Its athletic department is in shambles, and the hoops team can't buy a win. For tiny Savannah State, going big-time isn't all it was cracked up to be

Last week was a good one for anyone at Savannah State University who happens to love the circus. The Universoul Circus, the world's only African-American-owned big top, had its tent pitched on campus. In the parking lot of Ted Wright Stadium, acrobats and animal acts performed. And around the corner from the big top, a short walk down aptly named Skidaway Road, stood Tigers Arena, home of the Savannah State basketball team, where every visiting team is the Greatest Foe on Earth.

That's not ringmaster hyperbole: The Tigers are the Worst College Team in the Land. Their record tumbled to 0--25 on Feb. 2, when they lost a 92--68 nail-biter to Florida A&M, and with three games to go they were headed for the NCAA's second winless season in 50 years. Subtract the four wins the team forfeited last season because leading scorer Jamal Daniels--who also happened to be coach Edward Daniels's son--wasn't enrolled in classes, and the losing streak swells to 53, the longest the NCAA has ever seen. "You know Grinnell, that Division III team that was on TV?" freshman guard Chauncey Shaw said last Friday. "They'd probably beat us."

There are two types of losers. You have your lovable underdogs--think the '62 Mets or Homer Simpson--whose ineptitude has a certain inspiring charm. Prairie View A&M, the NCAA's first winless team when it went 0--28 in 1991--92, could at least find hope in the rubble. Three years earlier the Panthers had suspended their entire sports program. "It was disheartening," says Prairie View athletic director Charles McClelland, a student there at the time. "But there was a sense of enthusiasm because at least we had a team."

Request 1: Retype the Savannah State article word for word, from "Last week was" to "Foe on Earth.".

Data in this exercise:
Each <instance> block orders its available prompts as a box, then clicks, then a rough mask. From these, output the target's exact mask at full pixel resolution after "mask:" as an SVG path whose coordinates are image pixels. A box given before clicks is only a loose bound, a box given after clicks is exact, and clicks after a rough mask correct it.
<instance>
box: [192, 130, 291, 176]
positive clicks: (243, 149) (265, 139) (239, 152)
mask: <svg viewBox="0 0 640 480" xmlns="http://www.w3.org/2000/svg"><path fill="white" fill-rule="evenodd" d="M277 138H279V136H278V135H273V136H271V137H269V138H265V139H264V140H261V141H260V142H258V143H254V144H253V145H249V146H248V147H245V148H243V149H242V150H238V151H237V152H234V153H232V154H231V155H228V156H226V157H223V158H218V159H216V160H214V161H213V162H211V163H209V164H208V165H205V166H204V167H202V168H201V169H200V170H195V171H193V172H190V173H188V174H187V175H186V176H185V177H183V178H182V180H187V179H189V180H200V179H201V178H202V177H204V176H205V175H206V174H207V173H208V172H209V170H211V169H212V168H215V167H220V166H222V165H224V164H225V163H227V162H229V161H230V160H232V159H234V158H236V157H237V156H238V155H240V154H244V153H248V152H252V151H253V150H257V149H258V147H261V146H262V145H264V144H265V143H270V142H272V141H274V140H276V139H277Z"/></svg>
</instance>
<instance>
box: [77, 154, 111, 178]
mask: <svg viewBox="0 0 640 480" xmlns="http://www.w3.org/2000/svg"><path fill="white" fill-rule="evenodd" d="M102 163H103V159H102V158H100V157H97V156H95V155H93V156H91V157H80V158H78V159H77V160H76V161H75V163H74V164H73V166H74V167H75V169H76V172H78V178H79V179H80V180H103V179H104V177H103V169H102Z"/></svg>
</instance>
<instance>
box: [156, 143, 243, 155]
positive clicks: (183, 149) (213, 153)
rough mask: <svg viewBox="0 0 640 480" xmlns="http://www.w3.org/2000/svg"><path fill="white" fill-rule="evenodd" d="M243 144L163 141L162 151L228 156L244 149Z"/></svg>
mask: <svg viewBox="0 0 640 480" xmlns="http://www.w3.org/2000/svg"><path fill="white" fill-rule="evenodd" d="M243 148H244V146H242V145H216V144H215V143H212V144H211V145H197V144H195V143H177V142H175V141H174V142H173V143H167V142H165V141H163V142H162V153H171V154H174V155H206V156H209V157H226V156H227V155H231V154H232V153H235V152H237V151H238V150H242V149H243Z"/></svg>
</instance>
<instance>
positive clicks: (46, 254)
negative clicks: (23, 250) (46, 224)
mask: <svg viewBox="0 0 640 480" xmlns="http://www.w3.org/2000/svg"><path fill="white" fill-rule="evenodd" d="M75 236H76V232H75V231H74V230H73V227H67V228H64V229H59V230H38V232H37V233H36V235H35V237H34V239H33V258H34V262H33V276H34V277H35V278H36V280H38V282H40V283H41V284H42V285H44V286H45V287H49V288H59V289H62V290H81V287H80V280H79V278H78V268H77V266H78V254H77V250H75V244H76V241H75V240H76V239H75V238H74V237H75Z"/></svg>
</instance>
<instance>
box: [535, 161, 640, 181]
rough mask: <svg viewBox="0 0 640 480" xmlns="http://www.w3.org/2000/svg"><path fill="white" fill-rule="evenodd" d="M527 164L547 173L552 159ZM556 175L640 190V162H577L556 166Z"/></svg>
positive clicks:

Request 2: Find every line in the rows that contains the string "positive", and copy each one.

Response 1:
Last week was a good one for anyone at Savannah State University who happens to love the circus. The Universoul Circus, the world's only African-American-owned big top, had its tent pitched on campus. In the parking lot of Ted Wright Stadium, acrobats and animal acts performed. And around the corner from the big top, a short walk down aptly named Skidaway Road, stood Tigers Arena, home of the Savannah State basketball team, where every visiting team is the Greatest Foe on Earth.

Response 2:
positive clicks: (243, 149) (265, 139) (239, 152)
positive clicks: (183, 149) (213, 153)
positive clicks: (46, 254)
positive clicks:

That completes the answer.